## Begin DATASET ENTRIES
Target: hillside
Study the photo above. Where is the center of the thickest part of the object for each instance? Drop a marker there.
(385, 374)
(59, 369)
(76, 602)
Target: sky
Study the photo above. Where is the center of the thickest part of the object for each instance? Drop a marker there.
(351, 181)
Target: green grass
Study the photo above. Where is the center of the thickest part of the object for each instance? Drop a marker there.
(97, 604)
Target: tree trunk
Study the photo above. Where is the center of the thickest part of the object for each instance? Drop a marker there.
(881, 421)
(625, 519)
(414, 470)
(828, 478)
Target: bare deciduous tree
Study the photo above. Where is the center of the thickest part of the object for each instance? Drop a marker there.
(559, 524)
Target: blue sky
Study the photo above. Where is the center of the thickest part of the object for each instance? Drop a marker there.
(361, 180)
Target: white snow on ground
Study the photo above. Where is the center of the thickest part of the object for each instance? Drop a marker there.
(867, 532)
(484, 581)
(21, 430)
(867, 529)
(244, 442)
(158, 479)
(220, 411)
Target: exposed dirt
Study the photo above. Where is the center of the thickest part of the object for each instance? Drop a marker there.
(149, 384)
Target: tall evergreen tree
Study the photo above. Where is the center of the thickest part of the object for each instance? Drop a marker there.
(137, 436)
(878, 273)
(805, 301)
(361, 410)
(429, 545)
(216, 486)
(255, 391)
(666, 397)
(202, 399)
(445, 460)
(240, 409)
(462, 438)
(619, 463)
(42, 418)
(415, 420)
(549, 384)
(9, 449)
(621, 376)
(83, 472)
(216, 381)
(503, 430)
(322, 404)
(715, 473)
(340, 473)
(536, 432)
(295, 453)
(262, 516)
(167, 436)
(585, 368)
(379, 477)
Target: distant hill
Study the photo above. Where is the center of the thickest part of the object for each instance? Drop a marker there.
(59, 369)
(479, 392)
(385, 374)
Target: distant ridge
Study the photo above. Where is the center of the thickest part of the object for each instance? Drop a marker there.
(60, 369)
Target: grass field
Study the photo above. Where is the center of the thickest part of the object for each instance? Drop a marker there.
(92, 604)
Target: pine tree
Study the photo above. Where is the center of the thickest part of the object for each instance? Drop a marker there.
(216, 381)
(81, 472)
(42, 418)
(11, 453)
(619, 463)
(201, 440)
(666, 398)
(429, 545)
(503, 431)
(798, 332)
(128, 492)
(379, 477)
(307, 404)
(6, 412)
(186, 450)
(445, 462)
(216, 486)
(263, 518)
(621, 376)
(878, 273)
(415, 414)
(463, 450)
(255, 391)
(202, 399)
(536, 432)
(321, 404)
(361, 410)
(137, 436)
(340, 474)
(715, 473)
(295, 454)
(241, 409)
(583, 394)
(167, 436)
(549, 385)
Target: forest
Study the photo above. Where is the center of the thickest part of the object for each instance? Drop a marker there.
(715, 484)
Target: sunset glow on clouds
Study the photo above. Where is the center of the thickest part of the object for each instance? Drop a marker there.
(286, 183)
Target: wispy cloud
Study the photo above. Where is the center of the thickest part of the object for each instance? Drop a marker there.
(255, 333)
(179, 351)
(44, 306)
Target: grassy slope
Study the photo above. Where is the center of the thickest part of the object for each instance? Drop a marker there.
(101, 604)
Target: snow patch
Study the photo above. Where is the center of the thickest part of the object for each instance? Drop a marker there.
## End DATASET ENTRIES
AIM OF THE EXERCISE | Take the line with "Target: distant hill" and all lines after it through the end of the records, and write them out exactly; include nothing else.

WORKED SOLUTION |
Target: distant hill
Study the photo above. Where is the center of the thickest part of the object for each instance? Drop a marker there.
(59, 369)
(479, 392)
(385, 374)
Target: distant ridge
Study the photo above. Where is the center of the thickest part of the object for each instance? Drop a marker there.
(60, 369)
Target: grass field
Study the photo above. Where is the center of the thickest part of the object for each instance? Drop a marker there.
(92, 604)
Target: pine tree
Study the photo above. Where is the center of the thickest part of the object for each instance? Drop a marker there.
(216, 381)
(81, 472)
(42, 418)
(11, 453)
(619, 463)
(201, 440)
(666, 398)
(429, 545)
(503, 431)
(798, 332)
(128, 492)
(379, 477)
(307, 404)
(6, 412)
(186, 450)
(445, 462)
(216, 486)
(263, 518)
(621, 376)
(878, 273)
(415, 414)
(463, 450)
(255, 391)
(202, 399)
(536, 432)
(321, 404)
(361, 410)
(137, 436)
(340, 474)
(715, 473)
(295, 454)
(241, 409)
(583, 394)
(167, 436)
(549, 385)
Target: forest
Study the photo above. Where is the center of the thickest part of the object for each instance? Drop a marker there.
(715, 484)
Target: sunset glow on clouds
Study the photo above. Where is the center of the thickest part of the object for each instance? Drop a marker there.
(286, 183)
Target: wispy cloud
Study the photo above. Where is the center of the thickest part of the object for each instance? Drop a marker there.
(255, 333)
(179, 351)
(44, 306)
Target: grassy slope
Study the photo above. Where is the center of the thickest part of the object for each instance? Drop a marker there.
(101, 604)
Target: snow patch
Study the photo above. Where is the center of the thickest part of the object for each instance? Drop a marker there.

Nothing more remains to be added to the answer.